§ **Texto proporcionado**:
- - - - -
Por eso es un crimen contra la libertad de las mujeres.
Porque es la libertad de ellas, de nosotras, lo que el femicidio ha querido frenar.
Así se entiende que muchísimas veces el femicida, en su relato criminal, no se reconoce como un asesino porque no se reconoce en el deseo de matar a una mujer, sino en el derecho de impedir, frenar, condicionar tal o cual comportamiento de ella.
Esto es muy importante porque nos permite entender que el femicidio no es la tragedia personal de una mujer que condujo mal su relación afectiva con un hombre o que se topó con el hombre equivocado en el momento equivocado. El femicidio es un arma patriarcal contra la libertad de las mujeres que consiste en eliminarlas.
El femicidio es hoy un problema estructural grave en las relaciones hombre-mujer en todas nuestras sociedades, porque representa una forma de respuesta violenta frente a un proceso de rebelión subterránea que estamos enfrentando las mujeres en los horizontes de vida personal que nos hemos planteado. Tenemos decenas de casos que nos hablan de escenas de femicidio donde es la mujer que quería cobrar la cuota alimentaria, o es la mujer que quería divorciarse, o es la mujer que quería terminar la relación. El femicidio es un relato sangriento de respuesta de disciplinamiento del conjunto de las mujeres a través de la eliminación y la muerte de algunas de nosotras.
- - - - -
§ **Datos almacenados**:
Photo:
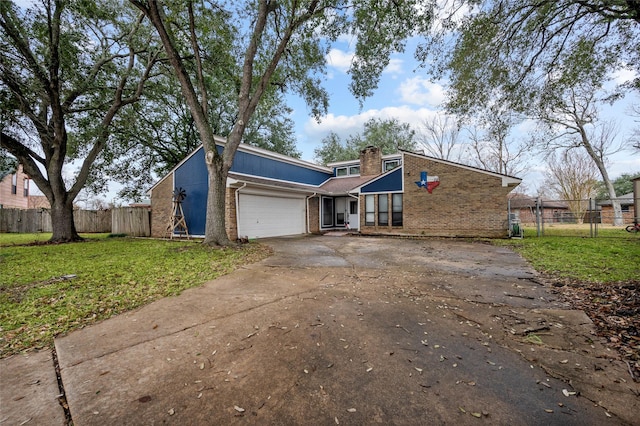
- - - - -
§ **Enunciado de tarea A**: En el texto sobre el femicidio, ¿qué tres casos de mujeres se citan como escenas de femicidio?
§ **Enunciado de tarea B**: Reescriba el pasaje del texto sobre el femicidio que va desde "Esto es muy" hasta "consiste en eliminarlas.", cambiando "la tragedia personal" por "el drama íntimo".
Las líneas no intervienen en absoluto en esta actividad.

§ **Solución del ejercicio A**: La mujer que quería cobrar la cuota alimentaria, la que quería divorciarse y la que quería terminar la relación.

§ **Solución del ejercicio B**:
Esto es muy importante porque nos permite entender que el femicidio no es el drama íntimo de una mujer que condujo mal su relación afectiva con un hombre o que se topó con el hombre equivocado en el momento equivocado. El femicidio es un arma patriarcal contra la libertad de las mujeres que consiste en eliminarlas.